Document:
That's excellent news @mangalaman93. With a reproducible test case in a VM this issue might finally get fixed. However, I don't think you've yet provided enough info to recreate the problem. Would you be prepared to put some time into creating a test case that someone else can run on their own system to reproduce the bug? E.g. a shareable VM image, or (better) a vagrant config that sets up a virtual machine, plus a command or command sequence that can be run on that VM to demonstrate the bug.

mc0e on 26 Dec 2016

My docker-compose.yaml file is as follows -

version: '2'

services:
  test:
    image: openjdk:8-jre-alpine
    command: tail -F /var/test/file.txt
    restart: always
    container_name: test
    hostname: test
    volumes:
      - /var/run/centos:/var/test

Run docker container using docker-compose up -d and then modify the file on the host /var/run/centos/file.txt. For example -

echo "This is new line" >> /var/run/centos/file.txt

Now just run sudo reboot. You will observe that after reboot container is still running but file.txt doesn't exist anymore just like when container was first started.

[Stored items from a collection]
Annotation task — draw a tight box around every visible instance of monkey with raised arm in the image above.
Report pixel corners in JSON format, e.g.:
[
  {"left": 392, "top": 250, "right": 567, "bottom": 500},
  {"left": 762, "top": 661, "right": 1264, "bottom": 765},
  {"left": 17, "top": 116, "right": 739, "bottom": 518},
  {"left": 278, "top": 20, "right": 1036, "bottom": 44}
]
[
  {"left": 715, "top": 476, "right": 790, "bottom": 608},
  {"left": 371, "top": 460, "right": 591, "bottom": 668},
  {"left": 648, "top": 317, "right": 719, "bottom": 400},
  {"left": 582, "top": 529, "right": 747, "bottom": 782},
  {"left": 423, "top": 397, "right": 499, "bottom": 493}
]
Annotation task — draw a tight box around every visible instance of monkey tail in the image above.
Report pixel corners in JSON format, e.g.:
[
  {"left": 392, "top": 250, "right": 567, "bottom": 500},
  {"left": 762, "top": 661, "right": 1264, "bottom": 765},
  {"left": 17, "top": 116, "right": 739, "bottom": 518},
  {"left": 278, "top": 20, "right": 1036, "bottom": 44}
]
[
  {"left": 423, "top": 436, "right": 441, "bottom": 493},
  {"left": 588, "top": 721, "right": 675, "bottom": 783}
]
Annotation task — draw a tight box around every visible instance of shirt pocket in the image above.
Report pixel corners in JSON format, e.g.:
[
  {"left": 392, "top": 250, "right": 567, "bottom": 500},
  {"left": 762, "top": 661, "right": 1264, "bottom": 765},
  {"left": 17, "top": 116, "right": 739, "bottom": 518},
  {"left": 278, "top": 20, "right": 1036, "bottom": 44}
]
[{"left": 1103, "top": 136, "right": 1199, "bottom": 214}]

Problems and tasks:
a. In the forum thread's docker-compose file, which image does the test service use?
b. Take the records from the line containing "pocket in the image above." through the end of the records, and write them out again with "box corners" substituted for "pixel corners" and nothing else altered.

Solutions to each task:
a. openjdk:8-jre-alpine

b.
Annotation task — draw a tight box around every visible instance of shirt pocket in the image above.
Report box corners in JSON format, e.g.:
[
  {"left": 392, "top": 250, "right": 567, "bottom": 500},
  {"left": 762, "top": 661, "right": 1264, "bottom": 765},
  {"left": 17, "top": 116, "right": 739, "bottom": 518},
  {"left": 278, "top": 20, "right": 1036, "bottom": 44}
]
[{"left": 1103, "top": 136, "right": 1199, "bottom": 214}]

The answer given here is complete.